* Start Selected passage *
Attorney Andrew Cohen analyzes legal issues for CBS News and CBSNews.com.



It's hard to remember what life was like before Sept. 11, 2001; hard to reach back to a time and a mindset that are gone and can never return. There were no color-coded terror alerts back then. No Department of Homeland Security. No grand constitutional struggle between freedom and security. And the thought that foreign terrorists would take over our planes, use them as missiles, and thereby kill thousands was, as one journalist noted at the time, simply beyond our conscience's grasp.

Zacarias Moussaoui's attorneys Monday afternoon asked his sentencing jurors to go back to that naïve and carefree time so that they could put into proper context and perspective the government's speculation that an honest Moussaoui, arrested on immigration charges in August 2001, would have and could have given the feds all the clues they would have needed to thwart the attacks. It is no easy thing to ask people to forget their searing experiences of that day, or of the four-and-a-half years in-between, yet only if they make that mental leap will Moussaoui have a decent chance to escape this trial without a death sentence.

The feds say that had Moussaoui told the truth when asked — had he divulged his al Qaeda ties and the purpose of his aborted flight training — the government would have been able to track down at least 11 of the 19 hijackers, including all four of the pilot hijackers who struck on 9/11. To satisfy their burden of establishing that Moussaoui's conduct "directly resulted" in at least one 9/11 death, prosecutors want jurors looking at the evidence from a post-9/11 perch, where government agents (we hope) zealously pursue terror leads and arrest first and ask questions later. This is nonsense, say Moussaoui's attorneys, because it completely ignores the complacent reality we lived in before the Twin Towers fell.

"What the government wants you to believe is a dream," defense attorney Edward MacMahon told jurors in federal court in Alexandria, Virginia. "We all wish it would come true." And he's right. We all would like to go back in time, and have Moussaoui tell the authorities about his plans to crash planes into buildings, and then have the feds believe him and capture the hijackers before they struck. It all seems so simple and easy and for this reason Moussaoui represents the most visible symbol for what might have been. But "what might have been" is not federal evidence, much less proof beyond a reasonable doubt, in a capital sentencing trial.
* End Selected passage *
## What you will do
1. In the commentary on the Moussaoui sentencing trial, how many of the 19 hijackers does the government say it could have tracked down if Moussaoui had told the truth?
2. Pick up the commentary on the Moussaoui sentencing trial after its final sentence and keep writing it.
* Start Source material *
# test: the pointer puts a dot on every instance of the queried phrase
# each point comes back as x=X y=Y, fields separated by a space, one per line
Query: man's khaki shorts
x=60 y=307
* End Source material *
## Outputs
1. At least 11, including all four of the pilot hijackers.

2.
So jurors "can't assume" that the government would have acted before 9/11 the way it does now, MacMahon told jurors, making the case against Moussaoui "entirely spectulative." We "will never know, sadly, what would have happened" in those 25 days between Moussaoui's arrest and the terror attacks had Moussaoui leveled with his guards, the lawyer added. And then he turned to tell jurors about what the government did know during those days about terror threats involving planes. "The government is not on trial," MacMahon said, the "government did not cause 9/11… but our government did not act in the manner we wish it would have."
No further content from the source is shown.